#### [Exercise description]
Turn every item below into a numbered list with blank lines removed. Leave any pictures out of your answer.

## START

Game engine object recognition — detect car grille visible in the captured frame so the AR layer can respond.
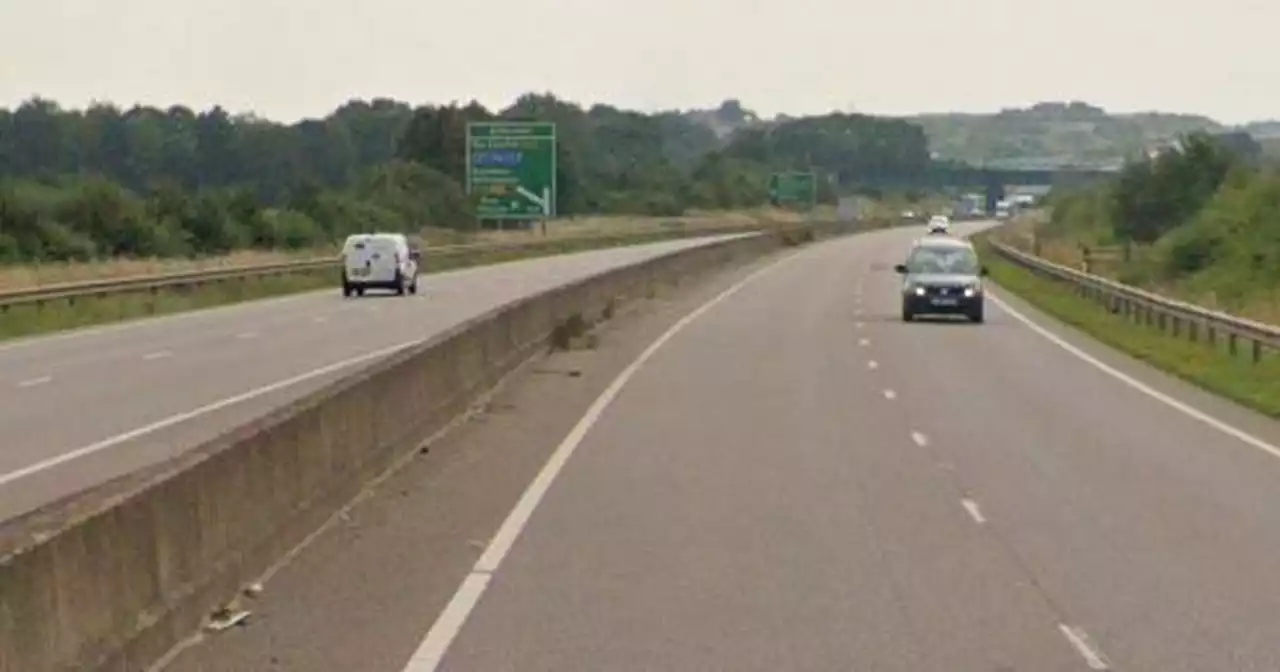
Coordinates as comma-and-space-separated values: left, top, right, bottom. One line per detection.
924, 284, 964, 297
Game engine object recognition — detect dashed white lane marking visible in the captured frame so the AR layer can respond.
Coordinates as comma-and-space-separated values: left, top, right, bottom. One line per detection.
403, 247, 800, 672
0, 340, 430, 486
1057, 623, 1111, 669
960, 499, 987, 525
987, 294, 1280, 457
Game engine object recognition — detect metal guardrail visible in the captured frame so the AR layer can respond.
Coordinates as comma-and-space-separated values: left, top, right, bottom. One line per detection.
0, 223, 776, 315
987, 238, 1280, 364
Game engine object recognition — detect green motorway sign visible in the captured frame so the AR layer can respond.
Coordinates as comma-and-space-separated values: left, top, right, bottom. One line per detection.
769, 173, 818, 210
467, 122, 556, 219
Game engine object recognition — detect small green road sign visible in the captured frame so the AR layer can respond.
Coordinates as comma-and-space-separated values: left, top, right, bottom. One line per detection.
466, 122, 556, 219
769, 172, 818, 210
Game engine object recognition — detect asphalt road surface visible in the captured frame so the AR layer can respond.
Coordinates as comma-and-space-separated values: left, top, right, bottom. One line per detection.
167, 220, 1280, 672
0, 236, 747, 520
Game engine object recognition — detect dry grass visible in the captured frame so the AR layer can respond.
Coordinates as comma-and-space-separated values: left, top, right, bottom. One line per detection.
0, 209, 801, 292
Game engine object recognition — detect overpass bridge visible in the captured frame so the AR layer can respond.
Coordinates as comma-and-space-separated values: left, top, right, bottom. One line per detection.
840, 165, 1119, 211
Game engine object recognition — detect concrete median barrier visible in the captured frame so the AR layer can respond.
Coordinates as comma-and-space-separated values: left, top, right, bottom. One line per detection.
0, 224, 867, 672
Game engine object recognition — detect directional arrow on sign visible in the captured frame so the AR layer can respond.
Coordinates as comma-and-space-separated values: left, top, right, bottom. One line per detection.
516, 187, 552, 216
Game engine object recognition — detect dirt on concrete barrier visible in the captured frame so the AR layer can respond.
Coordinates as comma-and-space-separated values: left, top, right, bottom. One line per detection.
0, 217, 878, 672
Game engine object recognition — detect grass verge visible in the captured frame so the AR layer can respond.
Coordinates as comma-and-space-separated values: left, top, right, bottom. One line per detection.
977, 235, 1280, 417
0, 230, 757, 340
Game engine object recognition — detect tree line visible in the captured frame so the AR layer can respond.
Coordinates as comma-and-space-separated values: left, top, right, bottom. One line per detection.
0, 93, 929, 262
1046, 128, 1280, 306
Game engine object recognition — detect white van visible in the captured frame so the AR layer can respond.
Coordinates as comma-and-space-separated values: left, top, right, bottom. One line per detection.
342, 233, 421, 297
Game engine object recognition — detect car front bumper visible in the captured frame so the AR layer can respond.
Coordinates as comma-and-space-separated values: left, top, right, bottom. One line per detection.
902, 293, 983, 315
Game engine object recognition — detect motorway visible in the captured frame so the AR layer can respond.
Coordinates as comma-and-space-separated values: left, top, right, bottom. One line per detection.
172, 217, 1280, 672
0, 236, 747, 520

## END

#### [Response to the exercise]
1. Game engine object recognition — detect car grille visible in the captured frame so the AR layer can respond.
2. Coordinates as comma-and-space-separated values: left, top, right, bottom. One line per detection.
3. 924, 284, 964, 297
4. Game engine object recognition — detect dashed white lane marking visible in the captured frame so the AR layer can respond.
5. Coordinates as comma-and-space-separated values: left, top, right, bottom. One line per detection.
6. 403, 247, 800, 672
7. 0, 340, 430, 486
8. 1057, 623, 1111, 669
9. 960, 499, 987, 525
10. 987, 294, 1280, 457
11. Game engine object recognition — detect metal guardrail visible in the captured frame so the AR layer can respond.
12. Coordinates as comma-and-space-separated values: left, top, right, bottom. One line per detection.
13. 0, 223, 776, 315
14. 987, 238, 1280, 364
15. Game engine object recognition — detect green motorway sign visible in the captured frame so the AR layer can respond.
16. Coordinates as comma-and-space-separated values: left, top, right, bottom. One line per detection.
17. 769, 173, 818, 210
18. 467, 122, 556, 219
19. Game engine object recognition — detect small green road sign visible in the captured frame so the AR layer can respond.
20. Coordinates as comma-and-space-separated values: left, top, right, bottom. One line per detection.
21. 466, 122, 556, 219
22. 769, 172, 818, 210
23. Game engine object recognition — detect asphalt road surface visible in the captured frame so the AR layer can respond.
24. Coordinates as comma-and-space-separated values: left, top, right, bottom. One line per detection.
25. 167, 220, 1280, 672
26. 0, 236, 747, 520
27. Game engine object recognition — detect dry grass visible in the captured frame so the AR layer can respond.
28. Coordinates as comma-and-space-separated values: left, top, right, bottom. One line per detection.
29. 0, 209, 801, 292
30. Game engine object recognition — detect overpass bridge visible in the captured frame so the AR layer can respond.
31. Coordinates as comma-and-space-separated values: left, top, right, bottom. One line per detection.
32. 840, 165, 1119, 211
33. Game engine object recognition — detect concrete median barrier visible in the captured frame so the AR layer can respond.
34. Coordinates as comma-and-space-separated values: left, top, right, bottom. One line per detection.
35. 0, 224, 867, 672
36. Game engine object recognition — detect directional arrow on sign visible in the captured frame so the AR layer can respond.
37. Coordinates as comma-and-space-separated values: left, top, right, bottom. One line per detection.
38. 516, 187, 552, 216
39. Game engine object recognition — detect dirt on concrete barrier visible in the captured frame so the AR layer can respond.
40. Coordinates as comma-and-space-separated values: left, top, right, bottom. One line per detection.
41. 0, 217, 878, 672
42. Game engine object recognition — detect grass verge visible in the captured frame so the AR layer can respond.
43. Coordinates as comma-and-space-separated values: left, top, right, bottom. One line per detection.
44. 977, 235, 1280, 417
45. 0, 230, 757, 340
46. Game engine object recognition — detect tree line visible in the captured frame so the AR layer can respond.
47. Coordinates as comma-and-space-separated values: left, top, right, bottom. One line per detection.
48. 0, 93, 929, 262
49. 1046, 128, 1280, 306
50. Game engine object recognition — detect white van visible in the captured frame so the AR layer can respond.
51. Coordinates as comma-and-space-separated values: left, top, right, bottom. One line per detection.
52. 342, 233, 421, 297
53. Game engine object recognition — detect car front bumper visible in the captured frame so the AR layer can respond.
54. Coordinates as comma-and-space-separated values: left, top, right, bottom. One line per detection.
55. 902, 293, 983, 315
56. Game engine object recognition — detect motorway visible in the captured frame so the AR layer can respond.
57. Coordinates as comma-and-space-separated values: left, top, right, bottom. One line per detection.
58. 172, 217, 1280, 672
59. 0, 236, 747, 520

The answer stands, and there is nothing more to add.